---------- DATASET ENTRIES ----------

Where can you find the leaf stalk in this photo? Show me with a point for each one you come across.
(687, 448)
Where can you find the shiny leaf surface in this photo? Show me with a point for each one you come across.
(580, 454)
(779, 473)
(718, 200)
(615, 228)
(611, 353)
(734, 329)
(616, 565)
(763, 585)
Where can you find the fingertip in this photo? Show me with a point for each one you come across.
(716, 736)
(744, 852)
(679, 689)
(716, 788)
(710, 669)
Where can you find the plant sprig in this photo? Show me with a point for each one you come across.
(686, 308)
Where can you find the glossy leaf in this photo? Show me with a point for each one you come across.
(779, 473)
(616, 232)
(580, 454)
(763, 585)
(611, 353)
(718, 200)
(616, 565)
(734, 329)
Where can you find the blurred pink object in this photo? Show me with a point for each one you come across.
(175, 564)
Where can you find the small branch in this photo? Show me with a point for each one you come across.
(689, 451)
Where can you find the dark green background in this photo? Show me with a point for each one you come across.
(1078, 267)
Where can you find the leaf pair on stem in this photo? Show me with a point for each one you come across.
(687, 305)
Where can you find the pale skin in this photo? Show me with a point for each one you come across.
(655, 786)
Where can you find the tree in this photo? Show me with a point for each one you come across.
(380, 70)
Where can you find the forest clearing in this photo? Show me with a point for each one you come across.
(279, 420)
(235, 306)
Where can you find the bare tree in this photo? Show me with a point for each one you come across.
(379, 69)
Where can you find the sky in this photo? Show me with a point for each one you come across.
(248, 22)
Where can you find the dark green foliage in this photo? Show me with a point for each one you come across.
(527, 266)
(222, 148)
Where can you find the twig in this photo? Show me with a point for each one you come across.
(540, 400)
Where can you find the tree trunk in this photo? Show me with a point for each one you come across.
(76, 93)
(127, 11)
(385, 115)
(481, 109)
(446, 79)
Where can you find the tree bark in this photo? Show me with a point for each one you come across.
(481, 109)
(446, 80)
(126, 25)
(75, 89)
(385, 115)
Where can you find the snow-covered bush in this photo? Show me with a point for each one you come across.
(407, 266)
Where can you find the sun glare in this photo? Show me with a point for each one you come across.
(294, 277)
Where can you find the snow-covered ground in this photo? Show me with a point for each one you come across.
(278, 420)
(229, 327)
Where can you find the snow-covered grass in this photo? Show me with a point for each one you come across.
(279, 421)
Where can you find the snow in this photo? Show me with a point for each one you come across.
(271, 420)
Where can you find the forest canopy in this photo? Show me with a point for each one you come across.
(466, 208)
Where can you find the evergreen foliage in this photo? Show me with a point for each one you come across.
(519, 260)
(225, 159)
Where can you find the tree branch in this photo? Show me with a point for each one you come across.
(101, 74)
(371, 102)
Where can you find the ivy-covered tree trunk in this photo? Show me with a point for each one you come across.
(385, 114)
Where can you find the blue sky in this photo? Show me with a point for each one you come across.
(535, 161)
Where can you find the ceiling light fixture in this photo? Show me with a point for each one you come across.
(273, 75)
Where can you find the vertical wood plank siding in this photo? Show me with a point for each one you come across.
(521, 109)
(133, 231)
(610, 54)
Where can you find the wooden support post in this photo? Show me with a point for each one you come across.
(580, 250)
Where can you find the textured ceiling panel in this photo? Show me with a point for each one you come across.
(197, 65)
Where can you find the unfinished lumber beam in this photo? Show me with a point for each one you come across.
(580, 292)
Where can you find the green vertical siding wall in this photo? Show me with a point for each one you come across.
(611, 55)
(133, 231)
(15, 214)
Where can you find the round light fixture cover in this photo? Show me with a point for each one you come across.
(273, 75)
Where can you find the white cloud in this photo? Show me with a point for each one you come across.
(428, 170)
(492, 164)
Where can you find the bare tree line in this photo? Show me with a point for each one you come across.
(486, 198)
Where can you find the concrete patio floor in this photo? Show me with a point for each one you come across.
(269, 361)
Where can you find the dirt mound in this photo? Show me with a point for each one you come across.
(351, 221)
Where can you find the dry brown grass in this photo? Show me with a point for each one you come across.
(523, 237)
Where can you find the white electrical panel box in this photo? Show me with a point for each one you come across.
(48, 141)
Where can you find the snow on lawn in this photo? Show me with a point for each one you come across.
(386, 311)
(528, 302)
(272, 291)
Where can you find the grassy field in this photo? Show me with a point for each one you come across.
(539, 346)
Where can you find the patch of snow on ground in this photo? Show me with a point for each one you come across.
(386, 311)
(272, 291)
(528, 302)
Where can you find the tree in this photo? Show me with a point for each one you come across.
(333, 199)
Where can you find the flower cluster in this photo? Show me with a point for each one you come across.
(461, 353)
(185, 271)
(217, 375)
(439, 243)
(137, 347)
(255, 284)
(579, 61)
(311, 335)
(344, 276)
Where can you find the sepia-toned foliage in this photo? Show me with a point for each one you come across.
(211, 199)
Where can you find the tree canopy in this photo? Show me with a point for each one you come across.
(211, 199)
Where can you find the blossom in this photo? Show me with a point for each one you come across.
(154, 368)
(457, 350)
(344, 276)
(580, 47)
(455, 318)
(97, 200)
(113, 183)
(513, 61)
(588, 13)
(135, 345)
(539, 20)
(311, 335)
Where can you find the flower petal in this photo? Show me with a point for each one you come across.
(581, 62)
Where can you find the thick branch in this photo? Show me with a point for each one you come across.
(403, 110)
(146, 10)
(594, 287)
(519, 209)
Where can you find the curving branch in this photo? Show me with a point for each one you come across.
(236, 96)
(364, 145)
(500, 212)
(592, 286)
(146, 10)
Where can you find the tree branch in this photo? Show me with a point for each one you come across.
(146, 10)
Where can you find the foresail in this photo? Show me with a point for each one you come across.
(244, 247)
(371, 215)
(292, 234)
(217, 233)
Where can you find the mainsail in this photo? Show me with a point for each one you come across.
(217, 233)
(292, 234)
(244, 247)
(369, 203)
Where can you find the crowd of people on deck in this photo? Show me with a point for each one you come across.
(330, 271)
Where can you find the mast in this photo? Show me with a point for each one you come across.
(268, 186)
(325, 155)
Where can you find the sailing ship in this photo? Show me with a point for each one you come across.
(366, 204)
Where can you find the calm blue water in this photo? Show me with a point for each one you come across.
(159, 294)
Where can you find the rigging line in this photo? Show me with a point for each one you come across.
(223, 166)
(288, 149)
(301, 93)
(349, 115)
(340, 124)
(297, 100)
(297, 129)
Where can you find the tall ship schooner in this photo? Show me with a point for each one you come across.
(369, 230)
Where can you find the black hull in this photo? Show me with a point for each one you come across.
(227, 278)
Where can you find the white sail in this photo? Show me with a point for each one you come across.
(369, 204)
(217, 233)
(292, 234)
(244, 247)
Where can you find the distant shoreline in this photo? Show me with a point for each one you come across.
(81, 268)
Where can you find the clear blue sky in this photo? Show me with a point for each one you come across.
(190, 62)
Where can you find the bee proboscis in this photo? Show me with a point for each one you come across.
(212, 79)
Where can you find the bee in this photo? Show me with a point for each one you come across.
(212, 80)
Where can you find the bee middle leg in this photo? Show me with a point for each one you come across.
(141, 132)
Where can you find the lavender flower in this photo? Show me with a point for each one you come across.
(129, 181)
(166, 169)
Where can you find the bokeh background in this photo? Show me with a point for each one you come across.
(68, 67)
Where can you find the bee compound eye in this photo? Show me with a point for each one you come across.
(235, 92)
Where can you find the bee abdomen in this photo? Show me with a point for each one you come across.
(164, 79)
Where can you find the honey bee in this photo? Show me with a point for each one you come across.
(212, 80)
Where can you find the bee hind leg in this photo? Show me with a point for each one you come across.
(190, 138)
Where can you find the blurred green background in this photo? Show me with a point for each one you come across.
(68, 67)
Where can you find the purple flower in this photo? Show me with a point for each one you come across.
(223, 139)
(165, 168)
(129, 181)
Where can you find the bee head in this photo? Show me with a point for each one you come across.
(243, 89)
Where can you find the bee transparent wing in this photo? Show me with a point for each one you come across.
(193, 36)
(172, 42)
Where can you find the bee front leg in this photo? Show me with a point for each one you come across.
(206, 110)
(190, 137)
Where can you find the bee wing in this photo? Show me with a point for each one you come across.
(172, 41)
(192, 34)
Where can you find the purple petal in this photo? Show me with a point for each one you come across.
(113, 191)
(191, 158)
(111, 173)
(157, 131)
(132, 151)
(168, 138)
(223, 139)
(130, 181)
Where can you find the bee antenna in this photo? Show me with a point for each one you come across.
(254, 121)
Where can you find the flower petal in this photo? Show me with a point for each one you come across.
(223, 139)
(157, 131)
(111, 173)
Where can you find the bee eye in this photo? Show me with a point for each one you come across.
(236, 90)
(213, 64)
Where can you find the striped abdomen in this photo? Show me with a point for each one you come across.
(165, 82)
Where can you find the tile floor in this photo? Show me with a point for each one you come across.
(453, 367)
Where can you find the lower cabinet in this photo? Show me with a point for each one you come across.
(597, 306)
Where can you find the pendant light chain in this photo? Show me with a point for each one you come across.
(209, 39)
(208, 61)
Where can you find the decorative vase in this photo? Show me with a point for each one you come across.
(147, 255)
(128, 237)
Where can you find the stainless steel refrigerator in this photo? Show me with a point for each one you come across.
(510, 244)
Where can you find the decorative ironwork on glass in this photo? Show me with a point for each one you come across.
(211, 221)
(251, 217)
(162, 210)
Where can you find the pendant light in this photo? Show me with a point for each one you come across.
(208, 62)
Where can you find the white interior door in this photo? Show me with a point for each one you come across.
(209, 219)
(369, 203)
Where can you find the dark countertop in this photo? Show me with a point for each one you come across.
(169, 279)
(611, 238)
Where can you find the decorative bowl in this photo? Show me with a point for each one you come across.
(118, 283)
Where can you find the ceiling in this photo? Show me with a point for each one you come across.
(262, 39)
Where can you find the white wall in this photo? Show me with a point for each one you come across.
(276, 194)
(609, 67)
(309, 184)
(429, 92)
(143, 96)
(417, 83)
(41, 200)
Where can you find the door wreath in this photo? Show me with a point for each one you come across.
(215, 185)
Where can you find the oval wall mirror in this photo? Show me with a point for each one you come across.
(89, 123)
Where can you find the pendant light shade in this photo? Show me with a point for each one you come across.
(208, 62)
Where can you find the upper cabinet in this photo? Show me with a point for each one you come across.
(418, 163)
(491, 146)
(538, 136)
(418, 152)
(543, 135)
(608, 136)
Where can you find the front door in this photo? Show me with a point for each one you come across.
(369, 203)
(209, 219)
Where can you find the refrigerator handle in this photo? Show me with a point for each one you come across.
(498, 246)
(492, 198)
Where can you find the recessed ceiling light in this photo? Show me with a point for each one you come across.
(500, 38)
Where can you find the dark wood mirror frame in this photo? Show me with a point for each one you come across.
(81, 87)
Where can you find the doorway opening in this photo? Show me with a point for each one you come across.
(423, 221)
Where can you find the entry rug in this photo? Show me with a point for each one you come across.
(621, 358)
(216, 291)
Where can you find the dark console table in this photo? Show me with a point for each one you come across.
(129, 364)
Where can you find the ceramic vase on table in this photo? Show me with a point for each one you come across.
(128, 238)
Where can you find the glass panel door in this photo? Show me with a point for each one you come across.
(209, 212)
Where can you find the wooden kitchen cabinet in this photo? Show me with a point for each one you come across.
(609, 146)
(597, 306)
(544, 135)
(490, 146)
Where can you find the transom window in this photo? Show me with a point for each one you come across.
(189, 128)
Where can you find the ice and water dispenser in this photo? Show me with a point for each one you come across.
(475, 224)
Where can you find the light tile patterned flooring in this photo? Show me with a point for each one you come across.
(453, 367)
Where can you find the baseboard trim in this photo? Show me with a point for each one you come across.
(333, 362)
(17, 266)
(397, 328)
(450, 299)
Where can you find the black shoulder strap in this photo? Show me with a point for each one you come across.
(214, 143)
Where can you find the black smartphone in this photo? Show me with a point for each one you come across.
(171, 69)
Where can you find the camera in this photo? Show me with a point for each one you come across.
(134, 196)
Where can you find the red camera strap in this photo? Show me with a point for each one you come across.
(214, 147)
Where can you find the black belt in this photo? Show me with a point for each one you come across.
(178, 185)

----------

_WHAT THE TASK ASKS_
Lines from the one with "Where can you find the camera" through the last line above must be printed exactly; no other line is to appear.

_WRITTEN REPLY_
Where can you find the camera in this photo? Show me with a point for each one you come across.
(134, 196)
Where can you find the red camera strap in this photo? Show me with a point for each one you come across.
(214, 147)
Where can you find the black belt in this photo? Show me with a point for each one you come across.
(178, 185)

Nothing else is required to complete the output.